Exercise objective =>
Arrange the rows below as a two-column CSV with the headers "input" and "output". Give one line per row, with its text under "input" and its answer under "output", each in a single quoted field with line breaks replaced by spaces.

Data extracted from a collection

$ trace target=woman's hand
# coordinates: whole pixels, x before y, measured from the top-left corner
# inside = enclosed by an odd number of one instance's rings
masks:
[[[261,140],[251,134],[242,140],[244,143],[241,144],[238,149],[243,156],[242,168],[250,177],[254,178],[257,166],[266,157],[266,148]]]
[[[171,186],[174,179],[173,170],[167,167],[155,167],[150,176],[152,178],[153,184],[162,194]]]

Answer for the task =>
input,output
"$ trace target=woman's hand # coordinates: whole pixels, x before y, measured from the top-left corner # inside = enclosed by an odd number of one instance's rings masks:","[[[261,140],[251,134],[242,140],[244,143],[241,144],[238,149],[243,156],[242,168],[250,177],[254,178],[257,166],[266,157],[266,148]]] [[[171,186],[174,179],[173,170],[167,167],[155,167],[150,176],[152,178],[153,184],[162,194]]]"